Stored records
= = = = = = =
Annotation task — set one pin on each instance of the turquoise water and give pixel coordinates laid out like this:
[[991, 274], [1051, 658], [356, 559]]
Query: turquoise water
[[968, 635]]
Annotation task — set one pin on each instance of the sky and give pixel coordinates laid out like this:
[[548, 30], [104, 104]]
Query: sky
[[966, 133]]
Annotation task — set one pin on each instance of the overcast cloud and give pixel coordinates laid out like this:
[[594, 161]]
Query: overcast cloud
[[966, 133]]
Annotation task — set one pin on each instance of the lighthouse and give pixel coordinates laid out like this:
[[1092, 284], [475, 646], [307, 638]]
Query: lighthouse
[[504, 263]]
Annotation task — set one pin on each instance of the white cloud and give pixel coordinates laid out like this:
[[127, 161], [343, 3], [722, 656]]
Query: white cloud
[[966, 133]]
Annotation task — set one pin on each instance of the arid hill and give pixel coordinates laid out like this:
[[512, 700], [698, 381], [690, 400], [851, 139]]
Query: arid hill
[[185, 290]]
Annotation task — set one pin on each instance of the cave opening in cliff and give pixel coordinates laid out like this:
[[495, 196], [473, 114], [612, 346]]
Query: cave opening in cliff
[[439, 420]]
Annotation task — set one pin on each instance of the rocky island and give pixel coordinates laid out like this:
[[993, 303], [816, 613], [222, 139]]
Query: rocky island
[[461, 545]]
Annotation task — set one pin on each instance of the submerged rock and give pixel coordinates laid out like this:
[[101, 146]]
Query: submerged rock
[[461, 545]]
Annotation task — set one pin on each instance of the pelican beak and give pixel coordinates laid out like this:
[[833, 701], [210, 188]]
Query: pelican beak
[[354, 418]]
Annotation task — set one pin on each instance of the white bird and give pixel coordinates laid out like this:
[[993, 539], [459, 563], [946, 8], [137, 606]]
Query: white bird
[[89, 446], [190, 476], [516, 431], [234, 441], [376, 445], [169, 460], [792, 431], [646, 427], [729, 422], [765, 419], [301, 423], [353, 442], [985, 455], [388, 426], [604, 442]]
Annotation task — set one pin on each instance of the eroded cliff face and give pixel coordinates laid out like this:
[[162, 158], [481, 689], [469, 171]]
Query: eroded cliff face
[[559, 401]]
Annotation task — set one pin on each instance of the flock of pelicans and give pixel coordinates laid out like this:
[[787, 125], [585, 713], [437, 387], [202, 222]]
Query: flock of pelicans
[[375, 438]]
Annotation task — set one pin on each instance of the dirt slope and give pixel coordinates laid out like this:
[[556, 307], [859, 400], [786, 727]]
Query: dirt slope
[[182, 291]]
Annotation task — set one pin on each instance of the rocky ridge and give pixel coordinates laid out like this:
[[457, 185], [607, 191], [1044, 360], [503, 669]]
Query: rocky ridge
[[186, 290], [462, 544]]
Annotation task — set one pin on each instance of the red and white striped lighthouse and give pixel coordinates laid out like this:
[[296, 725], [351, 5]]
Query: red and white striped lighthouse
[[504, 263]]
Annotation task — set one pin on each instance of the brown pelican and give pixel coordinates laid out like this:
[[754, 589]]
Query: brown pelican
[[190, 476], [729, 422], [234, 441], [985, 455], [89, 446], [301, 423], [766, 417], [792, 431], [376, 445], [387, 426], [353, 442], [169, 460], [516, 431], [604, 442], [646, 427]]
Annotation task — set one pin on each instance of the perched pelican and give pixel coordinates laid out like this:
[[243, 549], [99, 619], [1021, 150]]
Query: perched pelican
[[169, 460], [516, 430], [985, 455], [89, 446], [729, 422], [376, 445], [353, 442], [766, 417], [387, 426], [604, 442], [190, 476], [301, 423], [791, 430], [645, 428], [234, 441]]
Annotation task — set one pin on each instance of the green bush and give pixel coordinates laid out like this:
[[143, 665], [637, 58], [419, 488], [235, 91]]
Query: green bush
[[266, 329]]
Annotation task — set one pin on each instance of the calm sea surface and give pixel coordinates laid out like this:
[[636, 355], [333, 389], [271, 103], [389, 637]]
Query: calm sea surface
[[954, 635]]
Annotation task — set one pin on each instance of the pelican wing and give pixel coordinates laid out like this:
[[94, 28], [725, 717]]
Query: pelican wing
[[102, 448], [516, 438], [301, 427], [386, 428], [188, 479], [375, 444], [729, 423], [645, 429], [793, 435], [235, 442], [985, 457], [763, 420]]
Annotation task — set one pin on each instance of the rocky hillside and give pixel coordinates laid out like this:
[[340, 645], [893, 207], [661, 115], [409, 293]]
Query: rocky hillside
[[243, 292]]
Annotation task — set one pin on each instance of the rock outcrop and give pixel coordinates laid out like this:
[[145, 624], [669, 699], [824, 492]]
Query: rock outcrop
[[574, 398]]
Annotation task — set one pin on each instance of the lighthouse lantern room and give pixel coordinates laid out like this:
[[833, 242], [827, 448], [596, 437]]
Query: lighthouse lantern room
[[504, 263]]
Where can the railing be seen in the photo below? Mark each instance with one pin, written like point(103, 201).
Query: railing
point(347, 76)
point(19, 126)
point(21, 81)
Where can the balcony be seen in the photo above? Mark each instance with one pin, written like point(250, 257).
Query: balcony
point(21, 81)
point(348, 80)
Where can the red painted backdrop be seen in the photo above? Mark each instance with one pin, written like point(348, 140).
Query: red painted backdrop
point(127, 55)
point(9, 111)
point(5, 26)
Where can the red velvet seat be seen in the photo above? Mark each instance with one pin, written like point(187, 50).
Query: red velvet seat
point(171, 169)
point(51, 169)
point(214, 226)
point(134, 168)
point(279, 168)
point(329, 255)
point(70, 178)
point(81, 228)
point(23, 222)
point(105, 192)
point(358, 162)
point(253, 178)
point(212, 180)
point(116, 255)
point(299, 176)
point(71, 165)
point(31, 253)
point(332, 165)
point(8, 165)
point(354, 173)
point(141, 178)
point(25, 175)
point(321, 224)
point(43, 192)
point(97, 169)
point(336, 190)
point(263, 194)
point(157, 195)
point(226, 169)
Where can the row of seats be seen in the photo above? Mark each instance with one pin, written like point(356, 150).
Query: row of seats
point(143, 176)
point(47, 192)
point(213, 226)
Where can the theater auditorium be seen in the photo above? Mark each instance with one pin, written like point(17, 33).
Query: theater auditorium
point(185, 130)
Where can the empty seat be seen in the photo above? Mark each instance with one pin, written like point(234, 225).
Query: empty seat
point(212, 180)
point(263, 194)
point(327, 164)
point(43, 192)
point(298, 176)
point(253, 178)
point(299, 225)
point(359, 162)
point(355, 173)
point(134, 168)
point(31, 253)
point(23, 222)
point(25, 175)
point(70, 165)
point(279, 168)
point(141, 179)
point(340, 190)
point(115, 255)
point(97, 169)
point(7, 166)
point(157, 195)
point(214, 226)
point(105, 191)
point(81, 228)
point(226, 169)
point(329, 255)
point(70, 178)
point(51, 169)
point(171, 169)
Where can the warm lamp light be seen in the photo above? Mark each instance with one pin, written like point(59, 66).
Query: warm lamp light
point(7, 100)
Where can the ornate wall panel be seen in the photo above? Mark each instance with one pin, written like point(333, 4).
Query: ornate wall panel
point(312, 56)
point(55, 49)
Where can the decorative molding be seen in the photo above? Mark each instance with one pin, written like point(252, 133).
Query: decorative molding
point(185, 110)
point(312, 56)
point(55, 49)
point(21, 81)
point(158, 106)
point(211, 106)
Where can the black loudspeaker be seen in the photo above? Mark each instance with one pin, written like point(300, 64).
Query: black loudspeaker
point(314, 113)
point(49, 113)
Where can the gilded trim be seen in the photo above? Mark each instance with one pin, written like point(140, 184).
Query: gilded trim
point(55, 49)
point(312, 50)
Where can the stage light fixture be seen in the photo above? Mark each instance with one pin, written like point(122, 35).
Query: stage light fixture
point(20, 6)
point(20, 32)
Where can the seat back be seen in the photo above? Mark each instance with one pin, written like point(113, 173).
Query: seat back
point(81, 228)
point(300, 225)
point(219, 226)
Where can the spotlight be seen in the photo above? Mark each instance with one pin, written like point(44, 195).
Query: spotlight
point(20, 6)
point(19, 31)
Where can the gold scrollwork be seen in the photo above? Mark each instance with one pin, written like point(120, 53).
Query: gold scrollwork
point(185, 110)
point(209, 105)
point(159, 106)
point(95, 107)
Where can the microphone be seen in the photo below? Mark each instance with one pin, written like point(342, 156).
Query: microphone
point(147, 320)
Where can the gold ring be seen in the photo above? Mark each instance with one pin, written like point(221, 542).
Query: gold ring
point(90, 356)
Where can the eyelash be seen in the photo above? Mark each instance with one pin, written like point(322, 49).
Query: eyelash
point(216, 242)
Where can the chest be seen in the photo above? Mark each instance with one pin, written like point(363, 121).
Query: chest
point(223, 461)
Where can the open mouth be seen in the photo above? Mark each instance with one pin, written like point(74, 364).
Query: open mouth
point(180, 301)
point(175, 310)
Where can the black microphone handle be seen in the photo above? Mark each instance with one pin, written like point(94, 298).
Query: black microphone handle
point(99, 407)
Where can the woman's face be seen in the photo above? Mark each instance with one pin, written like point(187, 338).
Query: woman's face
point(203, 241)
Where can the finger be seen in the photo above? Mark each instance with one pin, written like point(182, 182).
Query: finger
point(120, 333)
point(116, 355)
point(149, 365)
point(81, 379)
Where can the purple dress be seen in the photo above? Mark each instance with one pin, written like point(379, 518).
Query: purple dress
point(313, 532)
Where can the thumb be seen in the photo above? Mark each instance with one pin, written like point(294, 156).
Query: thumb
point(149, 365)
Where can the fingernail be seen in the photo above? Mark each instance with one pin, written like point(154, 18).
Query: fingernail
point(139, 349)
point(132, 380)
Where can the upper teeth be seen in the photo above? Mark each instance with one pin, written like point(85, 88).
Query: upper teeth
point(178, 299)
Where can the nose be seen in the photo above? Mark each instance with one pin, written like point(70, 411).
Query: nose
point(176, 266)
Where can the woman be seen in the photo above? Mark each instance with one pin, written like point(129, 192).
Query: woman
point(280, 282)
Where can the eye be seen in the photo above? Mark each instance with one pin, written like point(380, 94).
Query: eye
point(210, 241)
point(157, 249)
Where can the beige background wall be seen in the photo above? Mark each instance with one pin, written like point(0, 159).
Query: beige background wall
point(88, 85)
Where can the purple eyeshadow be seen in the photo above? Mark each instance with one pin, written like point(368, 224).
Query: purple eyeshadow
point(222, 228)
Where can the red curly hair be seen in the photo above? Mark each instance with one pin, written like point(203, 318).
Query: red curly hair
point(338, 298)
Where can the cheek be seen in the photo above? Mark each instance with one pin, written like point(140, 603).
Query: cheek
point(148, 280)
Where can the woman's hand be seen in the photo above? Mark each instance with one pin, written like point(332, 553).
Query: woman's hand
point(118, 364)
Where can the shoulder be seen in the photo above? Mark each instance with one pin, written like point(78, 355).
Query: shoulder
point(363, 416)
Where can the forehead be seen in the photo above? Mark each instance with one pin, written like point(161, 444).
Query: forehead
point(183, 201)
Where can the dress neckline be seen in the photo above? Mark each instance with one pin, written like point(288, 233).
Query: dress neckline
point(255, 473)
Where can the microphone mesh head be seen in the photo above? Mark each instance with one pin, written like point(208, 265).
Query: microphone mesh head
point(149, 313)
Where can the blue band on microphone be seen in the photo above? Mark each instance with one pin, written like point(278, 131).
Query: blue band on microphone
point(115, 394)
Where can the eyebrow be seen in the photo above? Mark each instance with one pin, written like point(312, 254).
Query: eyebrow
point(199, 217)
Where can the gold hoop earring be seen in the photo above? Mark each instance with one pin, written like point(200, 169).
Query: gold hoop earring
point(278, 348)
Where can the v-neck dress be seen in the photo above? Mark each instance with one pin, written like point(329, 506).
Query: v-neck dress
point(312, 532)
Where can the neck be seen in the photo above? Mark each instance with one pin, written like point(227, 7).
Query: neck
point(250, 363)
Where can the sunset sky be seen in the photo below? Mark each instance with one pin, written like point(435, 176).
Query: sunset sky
= = = = = = =
_WHAT IS NEEDED_
Can you repeat, word for word, every line above from the one containing "[[457, 185], [607, 191], [1044, 360], [503, 669]]" down to the one containing "[[94, 28], [725, 717]]", including both?

_ANSWER FOR THE TASK_
[[457, 185], [607, 191], [1044, 360], [503, 669]]
Query: rocky ridge
[[186, 290], [462, 544]]
Annotation task — set one pin on each instance of the red and white striped lighthouse and give pixel coordinates laid out like this:
[[296, 725], [351, 5]]
Query: red and white striped lighthouse
[[504, 263]]
Annotation task — set one pin on each instance of the brown pelican and give pixel coordinates laid out like this:
[[754, 589]]
Query: brown pelican
[[190, 476], [729, 422], [234, 441], [985, 455], [89, 446], [301, 423], [766, 417], [792, 431], [376, 445], [387, 426], [353, 442], [169, 460], [516, 431], [604, 442], [646, 427]]
Annotation task — set one pin on each instance of the perched pelican and give pixel coordinates laid out like this:
[[243, 549], [99, 619], [1021, 150]]
Query: perched pelican
[[169, 460], [516, 430], [985, 455], [89, 446], [729, 422], [376, 445], [353, 442], [766, 417], [387, 426], [604, 442], [190, 476], [301, 423], [791, 430], [645, 428], [234, 441]]
Annotation task — set one pin on each instance of the green bush and give pixel coordinates laid out like this:
[[143, 665], [637, 58], [419, 488], [235, 91]]
Query: green bush
[[266, 329]]
Annotation task — set one pin on each instance of the calm sea surface and give pixel coordinates laid out like this:
[[636, 355], [333, 389], [271, 103], [389, 637]]
Query: calm sea surface
[[954, 635]]
Annotation task — set one pin on each instance of the pelican wing and give pixel coordinates laid out like this:
[[94, 28], [725, 717]]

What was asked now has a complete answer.